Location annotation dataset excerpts

## Begin

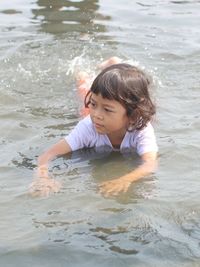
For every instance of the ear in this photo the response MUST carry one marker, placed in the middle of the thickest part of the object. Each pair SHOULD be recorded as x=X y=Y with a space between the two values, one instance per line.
x=131 y=124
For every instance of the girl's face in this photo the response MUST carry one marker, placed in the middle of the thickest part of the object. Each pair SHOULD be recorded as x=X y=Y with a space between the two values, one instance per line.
x=109 y=116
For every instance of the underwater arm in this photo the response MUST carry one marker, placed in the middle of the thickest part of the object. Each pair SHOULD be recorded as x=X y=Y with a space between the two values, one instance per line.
x=148 y=166
x=43 y=184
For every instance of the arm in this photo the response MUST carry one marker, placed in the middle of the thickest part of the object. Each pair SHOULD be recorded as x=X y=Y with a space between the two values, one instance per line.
x=43 y=184
x=148 y=166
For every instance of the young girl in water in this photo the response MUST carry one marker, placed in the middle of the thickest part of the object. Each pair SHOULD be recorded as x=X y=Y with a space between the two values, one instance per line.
x=120 y=112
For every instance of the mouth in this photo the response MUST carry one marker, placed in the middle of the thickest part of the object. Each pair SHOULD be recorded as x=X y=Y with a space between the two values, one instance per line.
x=97 y=125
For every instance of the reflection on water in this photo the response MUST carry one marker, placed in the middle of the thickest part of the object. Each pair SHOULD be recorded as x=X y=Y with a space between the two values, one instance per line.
x=59 y=16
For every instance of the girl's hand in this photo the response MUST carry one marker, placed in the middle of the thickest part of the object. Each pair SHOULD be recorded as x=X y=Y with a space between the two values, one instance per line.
x=114 y=187
x=43 y=185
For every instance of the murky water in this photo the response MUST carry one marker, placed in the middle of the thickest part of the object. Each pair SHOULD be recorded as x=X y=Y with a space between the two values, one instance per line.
x=42 y=44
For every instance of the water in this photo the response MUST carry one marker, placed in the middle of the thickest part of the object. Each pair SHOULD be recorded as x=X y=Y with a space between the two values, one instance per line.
x=157 y=222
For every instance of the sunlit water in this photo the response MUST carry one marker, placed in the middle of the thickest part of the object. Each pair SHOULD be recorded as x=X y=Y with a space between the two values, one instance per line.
x=42 y=45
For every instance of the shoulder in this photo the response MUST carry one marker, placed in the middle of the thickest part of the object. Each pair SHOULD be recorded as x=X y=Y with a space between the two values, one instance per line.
x=146 y=140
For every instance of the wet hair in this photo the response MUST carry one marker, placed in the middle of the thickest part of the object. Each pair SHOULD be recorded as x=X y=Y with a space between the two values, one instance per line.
x=130 y=87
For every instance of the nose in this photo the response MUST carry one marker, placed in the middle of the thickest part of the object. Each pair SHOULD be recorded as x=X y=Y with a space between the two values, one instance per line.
x=98 y=114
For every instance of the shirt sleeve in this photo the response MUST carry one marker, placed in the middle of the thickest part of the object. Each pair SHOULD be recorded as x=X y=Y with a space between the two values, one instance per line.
x=81 y=136
x=146 y=140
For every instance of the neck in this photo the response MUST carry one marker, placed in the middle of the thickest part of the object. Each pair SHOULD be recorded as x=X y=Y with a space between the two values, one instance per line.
x=116 y=138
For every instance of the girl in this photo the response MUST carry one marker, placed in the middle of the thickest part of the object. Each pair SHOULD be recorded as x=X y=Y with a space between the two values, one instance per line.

## End

* **Brief**
Leave out all images, then reproduce the entries above exactly.

* **Solution to this problem**
For every instance of the ear in this photo the response MUST carry one marker, placed in the middle of the thickest part of the object. Each pair SHOULD be recorded as x=X y=Y with a space between the two values, one instance per line.
x=131 y=124
For every instance of the girl's face in this photo the response MUST carry one marker, placed in the middle of the thickest part of the object. Each pair SHOULD be recorded as x=X y=Y with a space between the two values, one instance per line.
x=109 y=116
For every instance of the underwater arm in this photo the response MUST carry one marker, placed in the middle of the thickest part of the object. Each pair SHOULD be recorded as x=X y=Y with a space between the two values, one instance per line.
x=148 y=166
x=43 y=184
For every instance of the arm in this photo the response MUST carry one marker, placed in the middle of the thickest part of the object. Each pair SHOULD be recorded as x=X y=Y with a space between the two values, one instance per line.
x=43 y=184
x=148 y=166
For every instance of the young girl in water in this photo the response MUST carry one marker, placed in the middle of the thickest part of the object. Each pair SHOULD be recorded as x=X y=Y with a space between the two values, one instance per line.
x=120 y=112
For every instance of the mouth in this photo the response MUST carry one marker, placed in the middle of the thickest part of the object. Each pair SHOULD be recorded as x=X y=Y with a space between the two values, one instance per line.
x=97 y=125
For every instance of the reflection on water in this photo the response MUST carry one marker, placed in the middle of the thickest part of the object. Each pair SHOULD be recorded as x=X y=Y with a space between the two values, one instance per line.
x=59 y=16
For every instance of the girl's hand in this photo the response MUST carry one marker, placed in the middle of the thickest part of the object. Each pair SHOULD be recorded as x=X y=Y with a space between the two values, one instance per line.
x=114 y=187
x=43 y=185
For every instance of the murky water in this photo the response MUST carry one marker, placed in the middle of the thickest part of the object. Each pair SHOULD be recorded as x=X y=Y with a space between the two values, one instance per line.
x=42 y=44
For every instance of the water in this photo the response MUST carry one marker, placed in the middle of the thickest part of the object. Each pair SHOULD be recorded as x=X y=Y with a space between the two values, one instance per line.
x=157 y=222
For every instance of the sunlit water in this photo the response MUST carry one marker, placed in the middle of the thickest part of the object. Each pair SHOULD be recorded as x=X y=Y with a space between the two values, one instance per line.
x=42 y=45
For every instance of the shoulder in this photo the response MUST carry one marker, placed in the middle of the thickest part of the object. Each pair SHOULD be recorded as x=X y=Y with a space between the two values, one instance per line.
x=146 y=140
For every instance of the wet hair in this photo the response MUST carry one marker, placed in the middle of the thickest part of the object. Each pair SHOULD be recorded as x=X y=Y with a space between the two values, one instance per line.
x=130 y=87
For every instance of the nose in this photo the response MUST carry one marker, placed in the middle of the thickest part of the object. Each pair SHOULD be recorded as x=X y=Y with a space between the two values, one instance per line.
x=98 y=114
For every instance of the shirt sleeve in this photo the response MUST carry one marker, placed in the middle of the thickest part of the object. Each pair SHOULD be recorded as x=X y=Y with a space between the two values, one instance per line.
x=81 y=136
x=146 y=140
For every instance of the neck in this photo the response MUST carry one marker, placed in the middle of the thickest part of the object. Each pair SHOULD be recorded as x=X y=Y with a space between the two values, one instance per line.
x=116 y=138
For every instance of the girl in this photo the response MUST carry one marker, placed in the middle of the thickest part of the object. Each pair SHOULD be recorded as x=X y=Y with a space between the two values, one instance per line.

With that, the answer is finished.